▶ Zadanie A: Przepisz słowo w słowo część tekstu o zajechaniu drogi przez bandytów, od "Nie wiem jak" do "zamordują, zgwałcą. Tragedia!!!".

▶ Fragment dokumentu:
------

Nie wiem jak to opisac bezosobowo? Czy inaczej? Powiedzmy, że to ja biorę w tym udział, że sprawa dotyczy mnie.
Jadę sobie wieczorem powiedzmy do miasta X. Jadę, gadamy ze znajomą która ma małe dziecko, albo jest w ciąży. Jazda jak jaza, wszyscy gdzieś jeżdzimy, wszyscy gdzieś się wybieramy, planujemy.
Dojeżdzam do większego miasta . Raptem zajeżdza mi drogę tzw bus i staje w poprzek. Blokada!!! Wyskakuje trzech bandytów!!! Na myślenie nie ma czasu. Co robić?!!! W głowie błyskawiczny "film" napad, okradną, zamordują, zgwałcą. Tragedia!!!
Jednak człowiek ma jakiś zmysł błyskawiczy który objawia się w takich sytuacjach. Blokada drzwi w samochodzie, szybki bieg wsteczny i pełną parą ucieczka. Potem zwrot do przodu i po akcji. To tak łatwo powiedzieć po akcji, przeżycie straszne.
Gdybym miał kałacha, ci bandyci już nigdy, nikogo by nie napadli. Tylko gdybym ja miał, zapewne i oni by mieli. Jest wieksze prawdopodobienstwo, że bandyci mają. My tzw ludzie normalni nie. Nam miec nie wolno!!!
Mają bandyci, mafie, posłowie itp.........
W panstwie praworządnym powinno zadzwonić się na policję. W Polsce może to być wielki błąd.

------

▶ Zestawienie:
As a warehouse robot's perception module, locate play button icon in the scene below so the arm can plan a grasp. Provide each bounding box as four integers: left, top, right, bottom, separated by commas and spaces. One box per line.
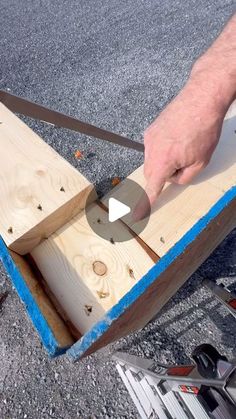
108, 198, 131, 223
85, 178, 151, 244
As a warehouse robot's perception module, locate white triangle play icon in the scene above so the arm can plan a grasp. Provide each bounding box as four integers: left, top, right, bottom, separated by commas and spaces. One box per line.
108, 198, 131, 223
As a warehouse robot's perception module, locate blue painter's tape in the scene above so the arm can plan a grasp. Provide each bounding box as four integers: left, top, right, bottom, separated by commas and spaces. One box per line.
0, 237, 68, 356
67, 186, 236, 360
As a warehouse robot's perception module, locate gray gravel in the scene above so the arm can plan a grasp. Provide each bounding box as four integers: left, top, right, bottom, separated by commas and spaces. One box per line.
0, 0, 236, 419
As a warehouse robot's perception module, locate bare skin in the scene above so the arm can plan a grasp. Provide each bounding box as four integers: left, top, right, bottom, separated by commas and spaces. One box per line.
135, 14, 236, 219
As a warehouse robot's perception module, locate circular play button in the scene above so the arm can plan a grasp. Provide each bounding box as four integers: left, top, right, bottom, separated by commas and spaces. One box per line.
85, 179, 151, 244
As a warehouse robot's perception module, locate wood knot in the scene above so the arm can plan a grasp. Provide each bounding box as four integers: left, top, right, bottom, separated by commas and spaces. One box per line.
93, 260, 107, 276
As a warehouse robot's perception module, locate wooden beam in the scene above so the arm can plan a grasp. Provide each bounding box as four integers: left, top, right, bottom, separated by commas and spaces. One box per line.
68, 192, 236, 359
31, 101, 236, 342
0, 103, 96, 254
103, 102, 236, 257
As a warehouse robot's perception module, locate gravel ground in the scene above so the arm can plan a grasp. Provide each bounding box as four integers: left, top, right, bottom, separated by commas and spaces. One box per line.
0, 0, 236, 419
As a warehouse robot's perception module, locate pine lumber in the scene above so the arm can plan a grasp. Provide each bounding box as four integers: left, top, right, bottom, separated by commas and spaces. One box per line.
0, 103, 96, 255
103, 102, 236, 257
31, 101, 236, 335
31, 203, 154, 334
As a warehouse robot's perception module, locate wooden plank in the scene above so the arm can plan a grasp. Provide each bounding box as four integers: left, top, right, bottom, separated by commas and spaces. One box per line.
0, 103, 96, 254
31, 204, 157, 334
0, 237, 75, 356
103, 103, 236, 257
68, 187, 236, 359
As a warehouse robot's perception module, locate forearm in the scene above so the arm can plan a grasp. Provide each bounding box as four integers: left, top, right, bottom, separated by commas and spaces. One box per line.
186, 14, 236, 114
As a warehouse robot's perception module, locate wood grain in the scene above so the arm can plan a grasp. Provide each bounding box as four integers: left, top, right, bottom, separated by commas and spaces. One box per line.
10, 251, 74, 348
31, 204, 154, 334
0, 103, 96, 254
80, 199, 236, 357
102, 104, 236, 257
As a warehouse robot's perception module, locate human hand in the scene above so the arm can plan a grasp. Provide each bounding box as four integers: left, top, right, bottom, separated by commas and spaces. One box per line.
135, 81, 226, 220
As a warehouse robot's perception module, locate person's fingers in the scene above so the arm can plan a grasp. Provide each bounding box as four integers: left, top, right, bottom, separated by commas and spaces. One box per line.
168, 164, 204, 185
132, 178, 165, 222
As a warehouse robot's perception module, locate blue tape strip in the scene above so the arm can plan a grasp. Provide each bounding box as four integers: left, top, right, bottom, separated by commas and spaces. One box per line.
0, 236, 68, 356
67, 186, 236, 360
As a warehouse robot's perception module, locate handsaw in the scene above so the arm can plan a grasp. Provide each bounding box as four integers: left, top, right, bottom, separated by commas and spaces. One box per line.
0, 90, 144, 152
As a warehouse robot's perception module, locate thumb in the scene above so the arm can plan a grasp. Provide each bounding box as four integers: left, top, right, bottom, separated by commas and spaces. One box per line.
133, 179, 166, 222
168, 164, 204, 185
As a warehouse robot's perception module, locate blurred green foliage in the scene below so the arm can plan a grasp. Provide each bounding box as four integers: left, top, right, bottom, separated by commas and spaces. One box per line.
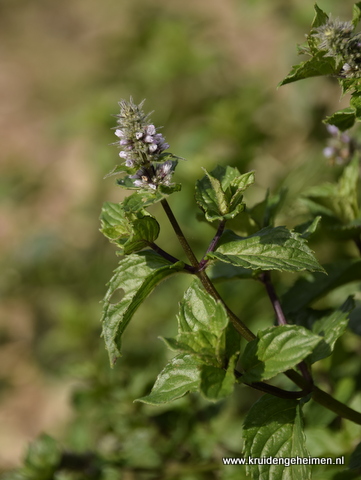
0, 0, 361, 480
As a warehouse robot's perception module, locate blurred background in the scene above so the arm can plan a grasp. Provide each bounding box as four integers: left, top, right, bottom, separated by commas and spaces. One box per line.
0, 0, 353, 479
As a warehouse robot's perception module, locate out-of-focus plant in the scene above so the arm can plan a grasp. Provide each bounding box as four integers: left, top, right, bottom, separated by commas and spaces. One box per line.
7, 3, 361, 480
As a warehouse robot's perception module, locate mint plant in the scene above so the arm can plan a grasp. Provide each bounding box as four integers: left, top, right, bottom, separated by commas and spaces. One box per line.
5, 2, 361, 480
96, 3, 361, 479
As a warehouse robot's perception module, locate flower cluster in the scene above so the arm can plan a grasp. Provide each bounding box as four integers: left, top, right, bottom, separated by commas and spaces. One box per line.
312, 19, 361, 78
115, 98, 175, 190
323, 125, 359, 165
130, 160, 173, 190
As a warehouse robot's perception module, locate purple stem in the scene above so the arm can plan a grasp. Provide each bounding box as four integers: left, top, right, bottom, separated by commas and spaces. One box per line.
259, 272, 313, 385
199, 220, 226, 272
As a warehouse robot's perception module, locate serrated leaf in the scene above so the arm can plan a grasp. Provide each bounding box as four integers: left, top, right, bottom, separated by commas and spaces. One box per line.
207, 227, 324, 272
241, 325, 321, 383
243, 394, 311, 480
136, 353, 203, 405
307, 297, 355, 363
100, 202, 160, 255
200, 355, 238, 401
278, 51, 337, 87
102, 250, 184, 365
164, 279, 239, 368
281, 260, 361, 313
123, 215, 160, 255
100, 202, 132, 241
324, 107, 356, 132
195, 165, 254, 222
295, 216, 322, 239
247, 188, 287, 228
104, 165, 136, 180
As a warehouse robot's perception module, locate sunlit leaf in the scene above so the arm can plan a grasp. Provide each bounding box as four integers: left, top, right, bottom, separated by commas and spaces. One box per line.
243, 395, 311, 480
207, 227, 323, 272
102, 251, 184, 365
241, 325, 321, 383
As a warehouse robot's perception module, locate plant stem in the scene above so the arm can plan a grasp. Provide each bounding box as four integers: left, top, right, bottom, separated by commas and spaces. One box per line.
161, 199, 361, 425
160, 198, 199, 270
196, 270, 256, 342
147, 242, 196, 274
259, 272, 287, 325
161, 199, 256, 342
285, 370, 361, 425
234, 370, 310, 400
199, 220, 226, 270
354, 237, 361, 255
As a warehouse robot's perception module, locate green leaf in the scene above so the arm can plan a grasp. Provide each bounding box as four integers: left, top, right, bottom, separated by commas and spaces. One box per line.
100, 202, 132, 242
307, 297, 355, 363
278, 51, 337, 87
241, 325, 321, 383
164, 279, 239, 369
200, 355, 238, 401
243, 394, 311, 480
247, 188, 287, 228
295, 216, 322, 239
281, 260, 361, 313
352, 2, 361, 27
207, 227, 324, 272
301, 157, 360, 229
348, 442, 361, 469
104, 165, 136, 180
153, 279, 239, 402
100, 202, 160, 255
195, 165, 254, 222
350, 91, 361, 119
312, 3, 328, 29
136, 353, 203, 405
102, 250, 184, 365
324, 107, 356, 132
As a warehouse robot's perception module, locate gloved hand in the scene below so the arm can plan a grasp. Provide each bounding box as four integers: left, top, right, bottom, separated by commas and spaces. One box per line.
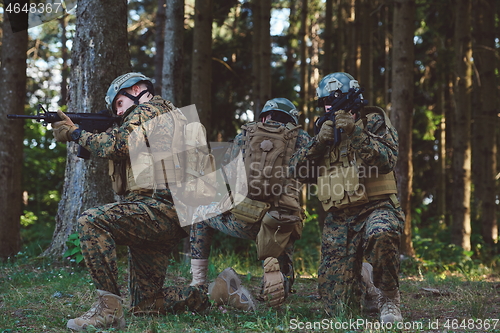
52, 110, 78, 142
335, 110, 354, 135
318, 120, 335, 144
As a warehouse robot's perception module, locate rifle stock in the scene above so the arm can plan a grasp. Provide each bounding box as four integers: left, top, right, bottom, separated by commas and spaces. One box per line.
314, 88, 368, 145
7, 104, 121, 159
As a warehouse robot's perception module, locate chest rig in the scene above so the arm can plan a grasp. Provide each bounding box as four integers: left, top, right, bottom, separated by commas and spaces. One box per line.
318, 107, 397, 211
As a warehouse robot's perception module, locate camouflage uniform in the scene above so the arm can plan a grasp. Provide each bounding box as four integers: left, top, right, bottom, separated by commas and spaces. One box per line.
191, 120, 311, 276
77, 96, 208, 310
291, 109, 404, 313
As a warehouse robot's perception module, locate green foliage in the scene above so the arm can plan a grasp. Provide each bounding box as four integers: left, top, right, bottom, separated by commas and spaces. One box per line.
63, 233, 83, 264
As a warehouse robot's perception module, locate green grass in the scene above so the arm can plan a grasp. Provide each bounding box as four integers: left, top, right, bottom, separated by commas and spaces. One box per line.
0, 251, 500, 333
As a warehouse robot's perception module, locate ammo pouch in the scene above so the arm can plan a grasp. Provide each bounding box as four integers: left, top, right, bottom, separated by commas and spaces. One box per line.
256, 210, 302, 260
219, 193, 271, 223
318, 165, 369, 211
109, 160, 127, 195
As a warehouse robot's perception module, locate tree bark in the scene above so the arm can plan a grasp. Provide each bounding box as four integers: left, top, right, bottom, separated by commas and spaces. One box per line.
44, 0, 130, 257
154, 0, 167, 97
323, 0, 333, 76
259, 0, 271, 103
391, 0, 415, 256
252, 0, 263, 115
472, 0, 498, 245
191, 0, 213, 132
451, 0, 472, 251
0, 12, 28, 258
162, 0, 184, 106
358, 0, 374, 103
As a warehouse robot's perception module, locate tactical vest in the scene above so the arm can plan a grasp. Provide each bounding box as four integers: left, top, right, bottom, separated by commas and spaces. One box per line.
242, 122, 301, 212
109, 108, 187, 195
318, 107, 397, 211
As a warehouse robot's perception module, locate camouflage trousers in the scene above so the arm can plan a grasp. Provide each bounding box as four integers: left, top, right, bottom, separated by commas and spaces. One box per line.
190, 203, 295, 276
78, 193, 208, 308
318, 200, 404, 314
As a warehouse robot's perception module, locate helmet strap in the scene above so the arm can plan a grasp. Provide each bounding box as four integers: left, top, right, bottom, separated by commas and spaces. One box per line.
121, 89, 149, 105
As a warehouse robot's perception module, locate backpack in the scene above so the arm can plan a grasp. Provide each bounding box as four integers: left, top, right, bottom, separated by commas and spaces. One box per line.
236, 122, 303, 260
123, 108, 216, 207
242, 122, 301, 211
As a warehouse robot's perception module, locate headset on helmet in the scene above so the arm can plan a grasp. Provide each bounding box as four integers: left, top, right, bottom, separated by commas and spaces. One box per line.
316, 72, 363, 107
105, 72, 154, 111
259, 98, 299, 125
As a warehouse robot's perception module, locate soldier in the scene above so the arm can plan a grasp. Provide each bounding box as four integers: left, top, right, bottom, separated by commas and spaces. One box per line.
53, 73, 254, 331
292, 73, 404, 322
191, 98, 310, 306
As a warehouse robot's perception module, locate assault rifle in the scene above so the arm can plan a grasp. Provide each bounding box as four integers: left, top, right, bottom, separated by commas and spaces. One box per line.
314, 88, 368, 146
7, 104, 121, 160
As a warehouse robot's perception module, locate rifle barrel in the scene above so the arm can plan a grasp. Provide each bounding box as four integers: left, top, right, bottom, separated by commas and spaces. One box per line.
7, 114, 45, 119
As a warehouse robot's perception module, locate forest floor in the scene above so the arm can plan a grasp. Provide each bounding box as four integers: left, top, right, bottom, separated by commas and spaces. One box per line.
0, 255, 500, 333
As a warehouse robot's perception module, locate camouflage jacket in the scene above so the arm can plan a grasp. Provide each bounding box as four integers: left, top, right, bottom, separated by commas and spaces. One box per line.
290, 107, 398, 179
77, 96, 175, 201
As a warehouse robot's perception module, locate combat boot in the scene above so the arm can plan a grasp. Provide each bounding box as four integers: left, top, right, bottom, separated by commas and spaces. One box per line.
67, 290, 125, 331
378, 289, 403, 323
208, 267, 255, 311
259, 257, 285, 307
361, 262, 380, 312
190, 259, 208, 286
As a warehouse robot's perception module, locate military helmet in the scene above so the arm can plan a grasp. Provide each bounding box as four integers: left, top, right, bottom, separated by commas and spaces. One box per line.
105, 72, 154, 111
259, 97, 299, 125
316, 72, 359, 99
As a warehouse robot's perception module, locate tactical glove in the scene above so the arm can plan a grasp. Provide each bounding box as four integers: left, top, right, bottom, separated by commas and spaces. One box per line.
318, 120, 335, 144
335, 110, 354, 135
52, 110, 78, 142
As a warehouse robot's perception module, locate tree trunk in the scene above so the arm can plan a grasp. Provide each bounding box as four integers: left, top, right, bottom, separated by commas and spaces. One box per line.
472, 0, 498, 245
0, 13, 28, 258
391, 0, 415, 256
323, 0, 333, 76
162, 0, 184, 107
298, 0, 310, 118
154, 0, 167, 97
259, 0, 271, 103
44, 0, 130, 257
358, 0, 374, 103
252, 0, 265, 115
452, 0, 472, 251
191, 0, 213, 132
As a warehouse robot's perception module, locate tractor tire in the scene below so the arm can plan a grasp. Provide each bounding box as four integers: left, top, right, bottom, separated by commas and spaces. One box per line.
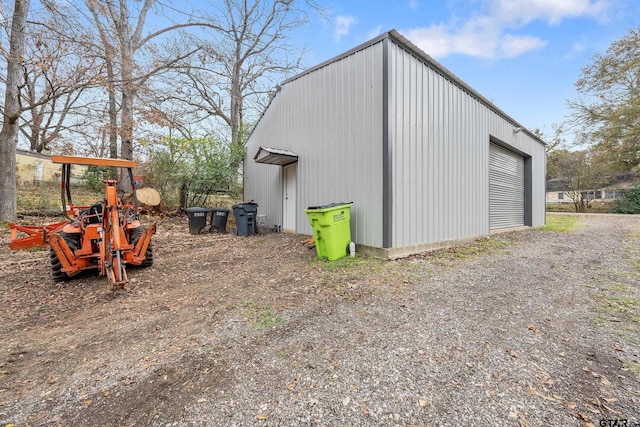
49, 233, 80, 283
129, 227, 153, 268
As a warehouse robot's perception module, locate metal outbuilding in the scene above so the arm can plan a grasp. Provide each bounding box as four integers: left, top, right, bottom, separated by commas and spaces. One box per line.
244, 30, 545, 258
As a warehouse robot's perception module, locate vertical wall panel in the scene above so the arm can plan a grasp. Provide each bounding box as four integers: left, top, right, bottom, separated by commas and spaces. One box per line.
389, 43, 545, 247
245, 42, 382, 247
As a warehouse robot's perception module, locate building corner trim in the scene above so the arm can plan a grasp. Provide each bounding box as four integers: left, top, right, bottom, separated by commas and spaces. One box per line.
382, 37, 393, 249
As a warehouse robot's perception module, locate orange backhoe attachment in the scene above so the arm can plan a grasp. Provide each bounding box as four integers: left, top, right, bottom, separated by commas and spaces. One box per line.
9, 156, 156, 289
9, 221, 69, 251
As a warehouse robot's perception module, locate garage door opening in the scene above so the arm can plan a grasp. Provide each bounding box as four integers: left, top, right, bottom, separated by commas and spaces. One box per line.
489, 143, 525, 230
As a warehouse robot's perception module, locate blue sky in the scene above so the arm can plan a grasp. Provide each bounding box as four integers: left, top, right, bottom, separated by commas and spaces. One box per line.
296, 0, 640, 142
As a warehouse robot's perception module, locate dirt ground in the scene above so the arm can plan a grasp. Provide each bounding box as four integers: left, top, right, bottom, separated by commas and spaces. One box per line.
0, 215, 640, 426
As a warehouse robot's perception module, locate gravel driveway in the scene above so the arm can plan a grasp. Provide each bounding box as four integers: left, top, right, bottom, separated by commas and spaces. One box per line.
0, 215, 640, 426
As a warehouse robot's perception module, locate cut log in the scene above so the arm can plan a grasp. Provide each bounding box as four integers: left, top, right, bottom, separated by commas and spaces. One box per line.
136, 187, 162, 206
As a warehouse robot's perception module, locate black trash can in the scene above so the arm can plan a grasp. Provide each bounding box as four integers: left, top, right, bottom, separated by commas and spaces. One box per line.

------

▶ Zadanie B: Zacytuj wiersze zestawienia od wiersza z "As a warehouse robot's perception module, locate orange" do wiersza z "9, 221, 69, 251", łącznie z oboma skrajnymi.

▶ Odpowiedź pisemna A:
Nie wiem jak to opisac bezosobowo? Czy inaczej? Powiedzmy, że to ja biorę w tym udział, że sprawa dotyczy mnie.
Jadę sobie wieczorem powiedzmy do miasta X. Jadę, gadamy ze znajomą która ma małe dziecko, albo jest w ciąży. Jazda jak jaza, wszyscy gdzieś jeżdzimy, wszyscy gdzieś się wybieramy, planujemy.
Dojeżdzam do większego miasta . Raptem zajeżdza mi drogę tzw bus i staje w poprzek. Blokada!!! Wyskakuje trzech bandytów!!! Na myślenie nie ma czasu. Co robić?!!! W głowie błyskawiczny "film" napad, okradną, zamordują, zgwałcą. Tragedia!!!

▶ Odpowiedź pisemna B:
As a warehouse robot's perception module, locate orange backhoe attachment in the scene above so the arm can plan a grasp. Provide each bounding box as four integers: left, top, right, bottom, separated by commas and spaces. One box per line.
9, 156, 156, 289
9, 221, 69, 251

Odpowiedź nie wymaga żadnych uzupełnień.